Text passage.
%%
Samples of Kim Bridgford's poetry
Kim Bridgford was born in l959 and grew up in Coal Valley, Illinois. She received a B.A. in English and an M.F.A. in creative writing from the University of Iowa, and a Ph.D. in English from the University of Illinois. Her poetry has appeared in North American Review, The Christian Science Monitor, and The Iowa Review, her fiction in The Georgia Review, The Massachusetts Review, and Redbook. She lives with her husband, Pete Duval, and their son, Nick, in Connecticut, where she is a professor of English at Fairfield University and poetry editor of Dogwood. In l994 she was named Connecticut Professor of the Year by the Carnegie Foundation for the Advancement of Teaching, and she was the recipient of a l999 NEA Fellowship. Her letterpress book of poems, Eden's Gift, is forthcoming from Aralia Press.
%%
Given task 1.
Answer these questions from the Kim Bridgford biography:
(a) In what town did she grow up?
(b) Which university awarded her Ph.D.?
(c) Which organization named her Connecticut Professor of the Year?
The biography above has no connection to the entries that follow it.

Records supplied.
%%
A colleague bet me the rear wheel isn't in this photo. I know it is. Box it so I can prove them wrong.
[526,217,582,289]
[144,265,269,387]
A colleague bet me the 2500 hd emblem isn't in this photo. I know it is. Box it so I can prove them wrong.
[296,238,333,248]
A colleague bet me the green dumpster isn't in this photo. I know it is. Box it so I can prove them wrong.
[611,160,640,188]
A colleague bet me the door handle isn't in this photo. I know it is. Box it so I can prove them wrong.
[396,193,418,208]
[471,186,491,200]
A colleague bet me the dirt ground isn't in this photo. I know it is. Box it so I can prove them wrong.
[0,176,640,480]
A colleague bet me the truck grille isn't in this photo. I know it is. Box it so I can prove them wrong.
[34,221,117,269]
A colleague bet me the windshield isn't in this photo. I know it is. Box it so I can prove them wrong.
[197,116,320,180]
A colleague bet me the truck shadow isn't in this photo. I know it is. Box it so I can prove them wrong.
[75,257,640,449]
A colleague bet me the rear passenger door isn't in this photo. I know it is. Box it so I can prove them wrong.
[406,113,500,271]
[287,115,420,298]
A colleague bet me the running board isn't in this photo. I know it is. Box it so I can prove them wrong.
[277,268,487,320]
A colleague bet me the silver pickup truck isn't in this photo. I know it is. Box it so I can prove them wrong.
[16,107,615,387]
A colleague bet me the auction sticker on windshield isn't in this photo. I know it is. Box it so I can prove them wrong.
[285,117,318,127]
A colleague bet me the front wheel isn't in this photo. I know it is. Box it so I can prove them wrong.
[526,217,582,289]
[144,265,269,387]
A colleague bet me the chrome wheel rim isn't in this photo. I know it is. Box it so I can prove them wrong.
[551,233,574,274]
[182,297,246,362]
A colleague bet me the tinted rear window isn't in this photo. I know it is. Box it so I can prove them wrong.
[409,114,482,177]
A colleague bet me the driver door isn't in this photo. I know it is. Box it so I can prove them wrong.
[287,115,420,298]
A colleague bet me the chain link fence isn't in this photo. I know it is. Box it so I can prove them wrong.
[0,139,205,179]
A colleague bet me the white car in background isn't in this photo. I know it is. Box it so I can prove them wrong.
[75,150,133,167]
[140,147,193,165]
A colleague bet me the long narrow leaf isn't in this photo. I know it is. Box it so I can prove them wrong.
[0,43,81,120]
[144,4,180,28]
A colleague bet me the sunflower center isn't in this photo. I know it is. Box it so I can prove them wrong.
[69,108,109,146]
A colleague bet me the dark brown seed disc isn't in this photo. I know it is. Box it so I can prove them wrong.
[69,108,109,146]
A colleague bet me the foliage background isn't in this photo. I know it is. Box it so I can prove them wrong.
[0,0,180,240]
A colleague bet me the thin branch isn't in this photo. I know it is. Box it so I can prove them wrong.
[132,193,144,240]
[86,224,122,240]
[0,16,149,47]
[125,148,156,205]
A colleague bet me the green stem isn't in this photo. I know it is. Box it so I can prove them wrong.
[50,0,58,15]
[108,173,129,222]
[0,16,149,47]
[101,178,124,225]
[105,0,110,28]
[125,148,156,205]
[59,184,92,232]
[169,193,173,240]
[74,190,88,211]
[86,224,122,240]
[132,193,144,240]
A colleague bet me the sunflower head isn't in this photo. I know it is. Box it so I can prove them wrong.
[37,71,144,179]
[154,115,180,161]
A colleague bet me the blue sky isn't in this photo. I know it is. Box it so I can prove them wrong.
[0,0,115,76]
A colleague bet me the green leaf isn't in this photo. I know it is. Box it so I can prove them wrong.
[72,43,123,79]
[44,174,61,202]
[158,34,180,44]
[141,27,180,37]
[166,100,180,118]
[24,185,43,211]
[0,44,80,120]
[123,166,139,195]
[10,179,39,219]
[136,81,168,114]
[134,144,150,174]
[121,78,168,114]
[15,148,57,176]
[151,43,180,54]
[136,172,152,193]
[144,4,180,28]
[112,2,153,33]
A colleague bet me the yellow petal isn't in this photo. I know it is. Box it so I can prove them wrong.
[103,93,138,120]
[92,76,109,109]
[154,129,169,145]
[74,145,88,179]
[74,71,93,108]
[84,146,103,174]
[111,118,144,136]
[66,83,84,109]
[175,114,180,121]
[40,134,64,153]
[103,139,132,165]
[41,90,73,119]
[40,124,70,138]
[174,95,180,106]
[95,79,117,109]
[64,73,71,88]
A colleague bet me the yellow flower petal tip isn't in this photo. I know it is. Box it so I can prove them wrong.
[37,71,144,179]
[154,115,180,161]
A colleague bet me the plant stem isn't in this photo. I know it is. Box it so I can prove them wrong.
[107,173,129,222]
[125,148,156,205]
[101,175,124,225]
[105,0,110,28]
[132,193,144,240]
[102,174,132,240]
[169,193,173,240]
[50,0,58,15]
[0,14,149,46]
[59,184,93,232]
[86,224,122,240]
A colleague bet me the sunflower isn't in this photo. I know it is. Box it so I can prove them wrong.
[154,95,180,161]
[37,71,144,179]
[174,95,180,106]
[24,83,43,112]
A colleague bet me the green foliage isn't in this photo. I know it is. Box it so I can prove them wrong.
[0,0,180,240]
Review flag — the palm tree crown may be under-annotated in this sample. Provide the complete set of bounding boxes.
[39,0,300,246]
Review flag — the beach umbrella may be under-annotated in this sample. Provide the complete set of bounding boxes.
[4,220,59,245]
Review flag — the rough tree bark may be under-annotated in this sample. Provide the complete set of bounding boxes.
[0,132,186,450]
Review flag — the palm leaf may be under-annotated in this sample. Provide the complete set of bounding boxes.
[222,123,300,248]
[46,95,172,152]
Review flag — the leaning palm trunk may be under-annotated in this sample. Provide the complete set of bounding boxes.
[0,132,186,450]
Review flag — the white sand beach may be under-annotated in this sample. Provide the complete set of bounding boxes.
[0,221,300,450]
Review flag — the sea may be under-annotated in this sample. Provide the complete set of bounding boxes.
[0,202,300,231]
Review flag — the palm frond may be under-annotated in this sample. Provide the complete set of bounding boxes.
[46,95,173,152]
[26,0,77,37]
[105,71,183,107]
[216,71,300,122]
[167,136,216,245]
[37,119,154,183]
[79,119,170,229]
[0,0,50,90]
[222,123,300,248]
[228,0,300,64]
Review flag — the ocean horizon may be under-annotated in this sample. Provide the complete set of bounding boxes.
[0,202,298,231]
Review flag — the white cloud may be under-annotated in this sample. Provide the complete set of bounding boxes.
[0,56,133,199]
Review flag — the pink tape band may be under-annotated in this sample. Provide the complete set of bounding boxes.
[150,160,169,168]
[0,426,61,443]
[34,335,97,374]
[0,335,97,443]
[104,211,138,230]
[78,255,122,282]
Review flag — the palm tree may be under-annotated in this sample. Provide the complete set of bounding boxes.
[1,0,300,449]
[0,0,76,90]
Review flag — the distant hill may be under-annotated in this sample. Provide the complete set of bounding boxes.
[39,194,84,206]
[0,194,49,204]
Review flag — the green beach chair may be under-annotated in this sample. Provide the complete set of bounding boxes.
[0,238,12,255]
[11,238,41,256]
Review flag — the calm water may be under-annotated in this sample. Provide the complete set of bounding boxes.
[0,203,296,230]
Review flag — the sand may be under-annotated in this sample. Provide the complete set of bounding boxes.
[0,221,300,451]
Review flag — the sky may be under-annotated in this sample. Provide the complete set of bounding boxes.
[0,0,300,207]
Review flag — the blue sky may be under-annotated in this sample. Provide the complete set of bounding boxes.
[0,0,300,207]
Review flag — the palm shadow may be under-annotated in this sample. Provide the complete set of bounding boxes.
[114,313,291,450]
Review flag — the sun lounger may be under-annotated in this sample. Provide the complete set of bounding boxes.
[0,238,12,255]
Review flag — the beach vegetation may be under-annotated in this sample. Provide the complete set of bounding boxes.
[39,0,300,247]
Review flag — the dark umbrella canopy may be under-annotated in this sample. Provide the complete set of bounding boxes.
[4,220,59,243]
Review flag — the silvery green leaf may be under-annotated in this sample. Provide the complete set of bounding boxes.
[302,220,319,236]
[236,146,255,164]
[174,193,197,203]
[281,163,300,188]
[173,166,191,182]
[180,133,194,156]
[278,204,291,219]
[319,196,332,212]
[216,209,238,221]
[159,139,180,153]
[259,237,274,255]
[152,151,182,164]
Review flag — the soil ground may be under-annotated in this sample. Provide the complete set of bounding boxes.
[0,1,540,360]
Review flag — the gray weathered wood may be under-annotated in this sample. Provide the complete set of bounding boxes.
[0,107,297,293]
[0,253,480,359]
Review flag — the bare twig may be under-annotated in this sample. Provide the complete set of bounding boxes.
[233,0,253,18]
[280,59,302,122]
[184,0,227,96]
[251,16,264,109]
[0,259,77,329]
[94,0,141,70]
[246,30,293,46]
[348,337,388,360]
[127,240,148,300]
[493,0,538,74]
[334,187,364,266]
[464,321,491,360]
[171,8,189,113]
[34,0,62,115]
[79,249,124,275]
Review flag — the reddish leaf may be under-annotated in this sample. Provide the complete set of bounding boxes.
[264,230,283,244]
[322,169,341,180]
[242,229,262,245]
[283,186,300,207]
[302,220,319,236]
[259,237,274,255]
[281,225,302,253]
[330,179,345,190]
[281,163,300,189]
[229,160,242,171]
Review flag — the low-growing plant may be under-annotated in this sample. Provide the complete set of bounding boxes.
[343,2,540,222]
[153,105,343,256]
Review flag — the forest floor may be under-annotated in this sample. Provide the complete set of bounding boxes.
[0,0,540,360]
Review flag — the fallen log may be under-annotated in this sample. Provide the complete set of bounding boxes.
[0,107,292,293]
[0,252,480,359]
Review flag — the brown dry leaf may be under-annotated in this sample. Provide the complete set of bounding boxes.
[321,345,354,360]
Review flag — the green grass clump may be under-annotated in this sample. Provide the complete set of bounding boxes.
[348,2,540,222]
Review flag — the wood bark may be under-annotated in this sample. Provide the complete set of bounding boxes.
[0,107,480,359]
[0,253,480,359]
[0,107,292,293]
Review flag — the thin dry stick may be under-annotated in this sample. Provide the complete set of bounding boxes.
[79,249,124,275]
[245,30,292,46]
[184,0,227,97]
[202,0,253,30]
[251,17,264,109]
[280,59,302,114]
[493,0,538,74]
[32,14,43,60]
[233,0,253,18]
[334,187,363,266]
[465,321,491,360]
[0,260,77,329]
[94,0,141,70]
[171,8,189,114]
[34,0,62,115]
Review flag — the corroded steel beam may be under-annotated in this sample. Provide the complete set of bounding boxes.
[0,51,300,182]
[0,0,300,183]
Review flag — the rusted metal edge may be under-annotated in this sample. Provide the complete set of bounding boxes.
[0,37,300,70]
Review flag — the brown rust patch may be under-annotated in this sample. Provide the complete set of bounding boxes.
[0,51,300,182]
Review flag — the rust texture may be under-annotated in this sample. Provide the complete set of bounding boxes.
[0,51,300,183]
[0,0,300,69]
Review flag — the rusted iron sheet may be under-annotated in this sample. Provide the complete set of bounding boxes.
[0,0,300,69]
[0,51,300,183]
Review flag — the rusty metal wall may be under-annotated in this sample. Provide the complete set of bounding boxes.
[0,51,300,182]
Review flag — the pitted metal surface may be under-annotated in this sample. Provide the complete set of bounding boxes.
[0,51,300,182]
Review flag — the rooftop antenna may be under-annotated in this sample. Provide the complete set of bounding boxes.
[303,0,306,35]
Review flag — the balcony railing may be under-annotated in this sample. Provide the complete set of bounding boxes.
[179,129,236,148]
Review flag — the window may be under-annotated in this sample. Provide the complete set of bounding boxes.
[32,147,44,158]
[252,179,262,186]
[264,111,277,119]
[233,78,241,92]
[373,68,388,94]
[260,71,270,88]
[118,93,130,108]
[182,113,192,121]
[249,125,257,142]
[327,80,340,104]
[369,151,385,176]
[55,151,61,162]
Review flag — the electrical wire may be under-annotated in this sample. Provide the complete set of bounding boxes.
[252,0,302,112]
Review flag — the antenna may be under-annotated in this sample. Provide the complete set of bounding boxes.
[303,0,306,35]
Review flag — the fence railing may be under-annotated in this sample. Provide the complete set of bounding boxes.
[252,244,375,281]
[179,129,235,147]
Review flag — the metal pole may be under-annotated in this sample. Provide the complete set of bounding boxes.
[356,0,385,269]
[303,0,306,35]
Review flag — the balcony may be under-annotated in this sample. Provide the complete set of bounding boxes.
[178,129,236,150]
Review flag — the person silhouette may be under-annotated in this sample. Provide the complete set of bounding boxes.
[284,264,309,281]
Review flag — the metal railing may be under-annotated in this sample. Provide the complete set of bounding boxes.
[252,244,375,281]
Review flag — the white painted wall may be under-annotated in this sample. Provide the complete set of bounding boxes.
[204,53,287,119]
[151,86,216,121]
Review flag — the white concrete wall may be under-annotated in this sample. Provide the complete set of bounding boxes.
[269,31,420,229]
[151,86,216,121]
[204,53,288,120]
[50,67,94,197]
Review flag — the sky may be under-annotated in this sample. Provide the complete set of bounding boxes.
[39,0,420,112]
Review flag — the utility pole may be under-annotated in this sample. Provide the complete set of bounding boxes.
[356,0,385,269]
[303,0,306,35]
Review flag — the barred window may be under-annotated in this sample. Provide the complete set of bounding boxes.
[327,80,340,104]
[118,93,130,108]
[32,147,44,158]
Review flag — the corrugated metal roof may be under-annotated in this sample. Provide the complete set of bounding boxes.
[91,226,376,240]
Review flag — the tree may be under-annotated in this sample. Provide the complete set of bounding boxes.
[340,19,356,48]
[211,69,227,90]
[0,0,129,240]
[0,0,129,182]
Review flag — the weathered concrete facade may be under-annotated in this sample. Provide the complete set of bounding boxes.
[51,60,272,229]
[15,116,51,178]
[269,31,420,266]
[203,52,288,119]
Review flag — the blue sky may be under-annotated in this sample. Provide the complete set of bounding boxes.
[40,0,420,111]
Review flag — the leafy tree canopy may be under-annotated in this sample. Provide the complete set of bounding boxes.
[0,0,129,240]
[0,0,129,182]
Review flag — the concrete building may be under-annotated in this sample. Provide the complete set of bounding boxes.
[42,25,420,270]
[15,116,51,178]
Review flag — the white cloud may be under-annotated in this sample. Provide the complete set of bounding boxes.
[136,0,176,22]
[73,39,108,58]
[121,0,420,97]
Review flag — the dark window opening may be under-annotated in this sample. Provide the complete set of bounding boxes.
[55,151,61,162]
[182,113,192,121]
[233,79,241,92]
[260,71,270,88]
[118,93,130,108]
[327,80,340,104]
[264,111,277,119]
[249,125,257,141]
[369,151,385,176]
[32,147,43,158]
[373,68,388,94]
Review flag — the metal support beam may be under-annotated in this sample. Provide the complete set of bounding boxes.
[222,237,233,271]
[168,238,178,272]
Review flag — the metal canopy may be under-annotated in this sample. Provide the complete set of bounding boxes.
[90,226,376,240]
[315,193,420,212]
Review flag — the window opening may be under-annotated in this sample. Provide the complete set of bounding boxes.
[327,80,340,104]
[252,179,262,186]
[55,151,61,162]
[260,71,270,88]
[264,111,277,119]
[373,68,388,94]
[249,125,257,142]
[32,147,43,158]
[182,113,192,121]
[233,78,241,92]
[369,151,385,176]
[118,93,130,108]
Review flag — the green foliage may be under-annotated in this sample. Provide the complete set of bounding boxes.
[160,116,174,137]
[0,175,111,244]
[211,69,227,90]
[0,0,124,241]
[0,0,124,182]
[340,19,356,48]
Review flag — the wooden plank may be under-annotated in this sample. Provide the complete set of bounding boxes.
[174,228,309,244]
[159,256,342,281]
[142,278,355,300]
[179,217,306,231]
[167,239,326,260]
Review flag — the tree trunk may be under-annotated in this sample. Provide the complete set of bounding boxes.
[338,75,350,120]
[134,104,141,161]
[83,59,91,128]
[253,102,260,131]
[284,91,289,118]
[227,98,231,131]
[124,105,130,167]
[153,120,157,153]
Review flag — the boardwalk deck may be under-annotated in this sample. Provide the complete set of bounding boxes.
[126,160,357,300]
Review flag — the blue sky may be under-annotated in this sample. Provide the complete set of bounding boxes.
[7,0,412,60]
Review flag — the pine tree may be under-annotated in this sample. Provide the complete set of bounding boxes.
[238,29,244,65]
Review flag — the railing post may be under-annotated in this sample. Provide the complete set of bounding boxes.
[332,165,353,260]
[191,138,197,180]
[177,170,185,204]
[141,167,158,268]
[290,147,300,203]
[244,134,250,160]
%%
Given task 2. Which lines in the entries contain the word "background"? Extract each of them.

Exercise response 1.
(a) Coal Valley, Illinois
(b) The University of Illinois
(c) The Carnegie Foundation for the Advancement of Teaching

Exercise response 2.
A colleague bet me the white car in background isn't in this photo. I know it is. Box it so I can prove them wrong.
A colleague bet me the foliage background isn't in this photo. I know it is. Box it so I can prove them wrong.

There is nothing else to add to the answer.